[Dataset excerpts Boundary: Start]
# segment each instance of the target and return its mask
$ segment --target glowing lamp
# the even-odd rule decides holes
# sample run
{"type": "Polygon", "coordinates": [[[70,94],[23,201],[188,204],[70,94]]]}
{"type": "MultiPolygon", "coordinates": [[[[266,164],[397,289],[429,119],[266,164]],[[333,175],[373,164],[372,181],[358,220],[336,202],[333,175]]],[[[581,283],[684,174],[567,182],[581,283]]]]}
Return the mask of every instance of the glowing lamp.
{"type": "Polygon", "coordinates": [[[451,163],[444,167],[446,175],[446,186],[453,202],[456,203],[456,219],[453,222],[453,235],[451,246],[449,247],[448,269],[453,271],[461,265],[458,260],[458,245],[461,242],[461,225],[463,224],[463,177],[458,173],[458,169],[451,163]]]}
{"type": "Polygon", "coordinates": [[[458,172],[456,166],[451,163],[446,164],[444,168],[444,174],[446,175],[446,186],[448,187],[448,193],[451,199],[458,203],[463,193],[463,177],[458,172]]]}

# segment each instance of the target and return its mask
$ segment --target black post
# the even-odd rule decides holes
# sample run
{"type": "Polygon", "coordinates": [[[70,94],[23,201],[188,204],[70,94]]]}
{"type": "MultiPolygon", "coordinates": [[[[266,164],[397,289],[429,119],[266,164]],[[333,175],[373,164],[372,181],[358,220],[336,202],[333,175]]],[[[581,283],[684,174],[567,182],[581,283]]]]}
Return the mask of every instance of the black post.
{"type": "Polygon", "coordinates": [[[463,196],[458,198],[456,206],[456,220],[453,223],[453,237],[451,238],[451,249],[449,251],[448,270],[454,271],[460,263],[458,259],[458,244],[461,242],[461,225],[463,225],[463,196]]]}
[Dataset excerpts Boundary: End]
• **Requirement**
Each line of the data that holds "target" should be reported.

• **Exercise result**
# segment each instance of the target and return its mask
$ segment --target glowing lamp
# segment each instance of the target and return its mask
$ segment --target black post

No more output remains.